Greater Dublin Area Cycle Network
- Location: Greater Dublin Area
- Proposer: Department of Transport, Tourism and Sport
- Status: Proposed
- Type: Cycling infrastructure

= Greater Dublin Area Cycle Network =

Cycling network in Dublin, Ireland

The Greater Dublin Area Cycle Network is a proposed cycle network for the Greater Dublin Area. The plan was launched in 2013.

A target, endorsed by the Irish government, proposed that the number of people commuting into Dublin would reach "75,000 each morning by 2021", representing a "three-fold increase in cycling over 2011 levels". A significant part of the proposed plan, as published in 2013, expected that the Greater Dublin Area's cycle network would increase "five fold" from 500 km in length to over 2,800 km by 2020. The planned targets were not met.

In August 2018, 78 companies and third-level education institutions called on the government to build a network of segregated cycle routes in Dublin. This call was reiterated by the National Children's Hospital and St. James's Hospital in 2019.
The letter from St James's Hospital to the Minister for Transport cited worrying levels of air pollution, adding,

The increasing level of inactivity among adults and children is alarming. Regular physical activity can help protect from serious diseases such as obesity, heart disease, cancer, mental illness, diabetes and arthritis. Cycling is an ideal form of physical activity, but the lack of safe cycling infrastructure is a significant barrier to increasing the uptake of such an active means of commuting, be it for work, school or leisure purposes.

In mid-2021, the National Transport Authority (NTA) website noted that "the NTA [..was then..] in the process of updating the GDA Cycle Network Plan" and that it planned to publish this update "later in 2021".

In January 2023, the NTA announced that the network, which includes the Urban Network, Inter-Urban Network, and Green Route Network across the seven Local Authority areas of the GDA, was incorporated into the GDA Transport Strategy 2022-2042.

The task: Copy out the text on the Greater Dublin Area cycle network from "In August 2018, 78" up to and including "Hospital in 2019.". You can leave the listing aside; nothing here depends on it.

Dataset excerpt:
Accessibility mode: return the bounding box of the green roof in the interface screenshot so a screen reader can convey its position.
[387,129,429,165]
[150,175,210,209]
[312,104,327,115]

Problem solution:
In August 2018, 78 companies and third-level education institutions called on the government to build a network of segregated cycle routes in Dublin. This call was reiterated by the National Children's Hospital and St. James's Hospital in 2019.